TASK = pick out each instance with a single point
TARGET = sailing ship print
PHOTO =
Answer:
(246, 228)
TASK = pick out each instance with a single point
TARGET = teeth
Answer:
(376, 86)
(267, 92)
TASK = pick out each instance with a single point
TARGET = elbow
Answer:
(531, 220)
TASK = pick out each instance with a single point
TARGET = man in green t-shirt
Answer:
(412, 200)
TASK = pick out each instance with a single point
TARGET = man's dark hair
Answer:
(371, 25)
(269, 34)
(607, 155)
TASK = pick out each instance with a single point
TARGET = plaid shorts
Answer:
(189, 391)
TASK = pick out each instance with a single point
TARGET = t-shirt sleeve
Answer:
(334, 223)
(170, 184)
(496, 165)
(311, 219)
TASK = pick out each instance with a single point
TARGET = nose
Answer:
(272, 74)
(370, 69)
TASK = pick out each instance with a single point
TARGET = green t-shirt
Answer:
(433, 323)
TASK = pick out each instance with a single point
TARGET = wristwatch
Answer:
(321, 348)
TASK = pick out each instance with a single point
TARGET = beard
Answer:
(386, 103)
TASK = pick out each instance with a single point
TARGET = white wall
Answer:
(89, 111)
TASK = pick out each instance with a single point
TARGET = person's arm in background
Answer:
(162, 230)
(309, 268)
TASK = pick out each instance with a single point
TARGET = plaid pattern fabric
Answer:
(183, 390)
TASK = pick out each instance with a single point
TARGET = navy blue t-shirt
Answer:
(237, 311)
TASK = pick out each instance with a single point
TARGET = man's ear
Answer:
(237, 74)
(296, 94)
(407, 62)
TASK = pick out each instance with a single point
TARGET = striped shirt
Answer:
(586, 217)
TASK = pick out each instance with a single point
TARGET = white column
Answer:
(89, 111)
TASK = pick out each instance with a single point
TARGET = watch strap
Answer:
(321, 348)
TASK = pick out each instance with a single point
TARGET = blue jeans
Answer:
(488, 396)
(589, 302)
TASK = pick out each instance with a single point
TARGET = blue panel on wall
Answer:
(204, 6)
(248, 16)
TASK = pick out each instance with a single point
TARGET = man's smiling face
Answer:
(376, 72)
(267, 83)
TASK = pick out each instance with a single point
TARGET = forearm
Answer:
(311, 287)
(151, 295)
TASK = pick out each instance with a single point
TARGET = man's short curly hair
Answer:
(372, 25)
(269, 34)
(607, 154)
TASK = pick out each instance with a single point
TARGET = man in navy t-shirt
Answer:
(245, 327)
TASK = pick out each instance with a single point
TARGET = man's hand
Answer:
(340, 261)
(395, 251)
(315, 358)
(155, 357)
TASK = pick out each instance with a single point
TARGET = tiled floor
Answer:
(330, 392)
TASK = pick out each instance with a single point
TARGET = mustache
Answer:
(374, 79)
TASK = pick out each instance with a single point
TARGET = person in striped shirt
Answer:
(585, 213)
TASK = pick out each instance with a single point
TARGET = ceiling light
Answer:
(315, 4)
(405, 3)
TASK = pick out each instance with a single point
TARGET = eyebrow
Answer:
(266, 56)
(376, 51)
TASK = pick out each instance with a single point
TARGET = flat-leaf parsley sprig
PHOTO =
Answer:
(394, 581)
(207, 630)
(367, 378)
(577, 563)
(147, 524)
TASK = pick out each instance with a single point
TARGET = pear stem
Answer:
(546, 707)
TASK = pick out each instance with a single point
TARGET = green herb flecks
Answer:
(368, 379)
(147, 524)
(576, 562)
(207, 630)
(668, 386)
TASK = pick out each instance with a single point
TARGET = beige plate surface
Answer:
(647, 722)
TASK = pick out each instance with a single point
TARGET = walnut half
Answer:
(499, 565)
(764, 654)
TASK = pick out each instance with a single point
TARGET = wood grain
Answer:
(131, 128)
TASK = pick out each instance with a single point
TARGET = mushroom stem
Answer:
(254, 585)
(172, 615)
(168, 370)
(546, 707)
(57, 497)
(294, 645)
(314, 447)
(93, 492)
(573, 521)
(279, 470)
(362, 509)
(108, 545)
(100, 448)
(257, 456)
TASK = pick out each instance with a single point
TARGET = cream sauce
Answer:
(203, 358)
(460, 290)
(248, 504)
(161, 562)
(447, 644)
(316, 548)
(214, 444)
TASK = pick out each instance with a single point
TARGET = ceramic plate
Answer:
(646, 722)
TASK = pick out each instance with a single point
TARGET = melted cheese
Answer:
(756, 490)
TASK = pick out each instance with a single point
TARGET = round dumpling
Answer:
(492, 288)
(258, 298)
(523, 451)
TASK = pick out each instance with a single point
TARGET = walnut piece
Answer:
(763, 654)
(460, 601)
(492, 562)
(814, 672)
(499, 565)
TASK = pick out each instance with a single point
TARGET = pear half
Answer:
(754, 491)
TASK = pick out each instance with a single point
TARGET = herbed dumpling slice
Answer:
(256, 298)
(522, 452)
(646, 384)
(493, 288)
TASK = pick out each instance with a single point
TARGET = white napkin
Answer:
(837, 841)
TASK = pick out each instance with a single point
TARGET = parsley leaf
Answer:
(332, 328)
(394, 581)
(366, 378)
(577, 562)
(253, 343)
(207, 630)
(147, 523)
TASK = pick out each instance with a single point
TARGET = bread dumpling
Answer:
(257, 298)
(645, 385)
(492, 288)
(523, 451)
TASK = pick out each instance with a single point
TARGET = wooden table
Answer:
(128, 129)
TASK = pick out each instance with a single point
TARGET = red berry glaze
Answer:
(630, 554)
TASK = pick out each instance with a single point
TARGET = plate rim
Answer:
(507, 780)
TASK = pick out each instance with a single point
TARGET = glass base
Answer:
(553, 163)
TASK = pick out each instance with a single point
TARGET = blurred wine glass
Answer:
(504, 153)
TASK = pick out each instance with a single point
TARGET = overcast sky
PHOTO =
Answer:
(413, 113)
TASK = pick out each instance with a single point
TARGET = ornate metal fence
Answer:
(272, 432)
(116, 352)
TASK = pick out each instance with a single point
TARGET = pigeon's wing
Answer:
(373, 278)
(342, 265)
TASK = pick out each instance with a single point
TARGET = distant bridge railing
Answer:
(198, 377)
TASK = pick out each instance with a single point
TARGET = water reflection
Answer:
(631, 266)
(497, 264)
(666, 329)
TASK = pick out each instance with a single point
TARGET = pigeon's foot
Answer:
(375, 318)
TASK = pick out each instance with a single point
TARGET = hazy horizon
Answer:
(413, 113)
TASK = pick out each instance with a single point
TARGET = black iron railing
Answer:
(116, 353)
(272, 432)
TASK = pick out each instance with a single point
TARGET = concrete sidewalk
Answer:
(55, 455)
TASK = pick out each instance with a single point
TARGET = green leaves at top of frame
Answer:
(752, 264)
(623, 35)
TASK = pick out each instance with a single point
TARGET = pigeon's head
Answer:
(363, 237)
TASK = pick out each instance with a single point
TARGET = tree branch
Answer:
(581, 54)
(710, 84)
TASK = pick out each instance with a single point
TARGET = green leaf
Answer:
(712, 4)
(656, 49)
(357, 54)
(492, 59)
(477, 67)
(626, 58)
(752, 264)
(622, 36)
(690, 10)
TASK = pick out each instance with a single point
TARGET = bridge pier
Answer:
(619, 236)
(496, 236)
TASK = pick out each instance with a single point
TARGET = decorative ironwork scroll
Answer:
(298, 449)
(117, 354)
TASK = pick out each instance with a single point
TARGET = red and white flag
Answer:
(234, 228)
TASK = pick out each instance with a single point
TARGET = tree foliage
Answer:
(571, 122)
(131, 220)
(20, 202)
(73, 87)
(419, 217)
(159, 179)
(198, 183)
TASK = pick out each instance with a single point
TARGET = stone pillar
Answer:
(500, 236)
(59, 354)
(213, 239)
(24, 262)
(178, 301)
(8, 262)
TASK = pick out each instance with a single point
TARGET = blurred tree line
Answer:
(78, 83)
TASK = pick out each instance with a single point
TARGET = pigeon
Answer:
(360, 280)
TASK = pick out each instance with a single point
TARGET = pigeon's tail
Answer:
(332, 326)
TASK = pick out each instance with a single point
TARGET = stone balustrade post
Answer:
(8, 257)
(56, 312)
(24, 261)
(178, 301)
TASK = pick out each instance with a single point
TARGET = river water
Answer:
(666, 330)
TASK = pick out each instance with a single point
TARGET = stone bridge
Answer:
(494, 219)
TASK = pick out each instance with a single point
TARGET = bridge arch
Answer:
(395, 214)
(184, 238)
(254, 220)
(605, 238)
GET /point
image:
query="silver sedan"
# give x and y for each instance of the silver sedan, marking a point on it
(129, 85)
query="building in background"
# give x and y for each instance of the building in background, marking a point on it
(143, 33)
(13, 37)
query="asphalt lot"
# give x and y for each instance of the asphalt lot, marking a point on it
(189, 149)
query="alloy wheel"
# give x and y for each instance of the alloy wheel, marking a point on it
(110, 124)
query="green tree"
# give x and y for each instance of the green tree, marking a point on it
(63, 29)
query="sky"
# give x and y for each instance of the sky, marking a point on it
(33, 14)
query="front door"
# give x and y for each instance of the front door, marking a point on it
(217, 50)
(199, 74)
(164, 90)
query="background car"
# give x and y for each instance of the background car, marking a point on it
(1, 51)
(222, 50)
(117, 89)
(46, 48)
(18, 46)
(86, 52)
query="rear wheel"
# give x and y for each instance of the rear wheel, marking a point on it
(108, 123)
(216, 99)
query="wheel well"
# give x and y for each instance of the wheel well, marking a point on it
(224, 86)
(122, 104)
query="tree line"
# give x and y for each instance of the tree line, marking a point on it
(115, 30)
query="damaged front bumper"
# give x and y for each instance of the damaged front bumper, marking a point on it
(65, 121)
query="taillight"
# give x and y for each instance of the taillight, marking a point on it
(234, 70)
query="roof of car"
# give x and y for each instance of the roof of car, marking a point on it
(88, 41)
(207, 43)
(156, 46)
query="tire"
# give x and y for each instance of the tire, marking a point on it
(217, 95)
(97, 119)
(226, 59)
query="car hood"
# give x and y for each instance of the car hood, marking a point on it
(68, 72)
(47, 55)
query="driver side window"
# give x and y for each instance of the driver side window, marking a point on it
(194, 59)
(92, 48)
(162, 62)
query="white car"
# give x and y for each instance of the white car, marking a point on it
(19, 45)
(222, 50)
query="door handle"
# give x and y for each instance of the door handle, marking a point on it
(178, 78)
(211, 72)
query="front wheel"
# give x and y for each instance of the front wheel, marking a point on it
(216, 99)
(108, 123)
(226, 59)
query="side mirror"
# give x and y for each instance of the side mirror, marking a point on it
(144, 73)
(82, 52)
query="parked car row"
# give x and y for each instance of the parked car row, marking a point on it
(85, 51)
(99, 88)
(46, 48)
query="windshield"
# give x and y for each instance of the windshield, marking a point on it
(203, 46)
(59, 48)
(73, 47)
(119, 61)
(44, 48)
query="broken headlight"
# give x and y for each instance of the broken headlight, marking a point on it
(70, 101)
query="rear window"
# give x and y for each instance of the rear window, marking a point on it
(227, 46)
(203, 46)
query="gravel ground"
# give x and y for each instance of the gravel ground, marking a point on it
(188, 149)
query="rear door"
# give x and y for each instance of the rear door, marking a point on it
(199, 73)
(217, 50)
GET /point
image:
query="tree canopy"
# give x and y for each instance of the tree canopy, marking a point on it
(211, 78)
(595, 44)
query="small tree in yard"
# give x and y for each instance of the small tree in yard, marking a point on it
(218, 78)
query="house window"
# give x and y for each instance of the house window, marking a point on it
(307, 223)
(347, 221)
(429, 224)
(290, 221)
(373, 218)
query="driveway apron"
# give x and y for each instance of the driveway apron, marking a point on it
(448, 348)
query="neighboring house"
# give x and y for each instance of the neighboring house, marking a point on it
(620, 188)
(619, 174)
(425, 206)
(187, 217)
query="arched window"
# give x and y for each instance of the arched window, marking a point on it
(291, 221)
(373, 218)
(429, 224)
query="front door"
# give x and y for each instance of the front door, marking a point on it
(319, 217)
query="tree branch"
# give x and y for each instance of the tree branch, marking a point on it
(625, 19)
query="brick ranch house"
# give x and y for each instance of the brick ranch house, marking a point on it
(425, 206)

**Set task:**
Pull out each line of the data above that contains the string "asphalt", and copy those lines in full.

**Response to the task:**
query="asphalt lot"
# give x and y for each instance of the asphalt lot, marking a point on it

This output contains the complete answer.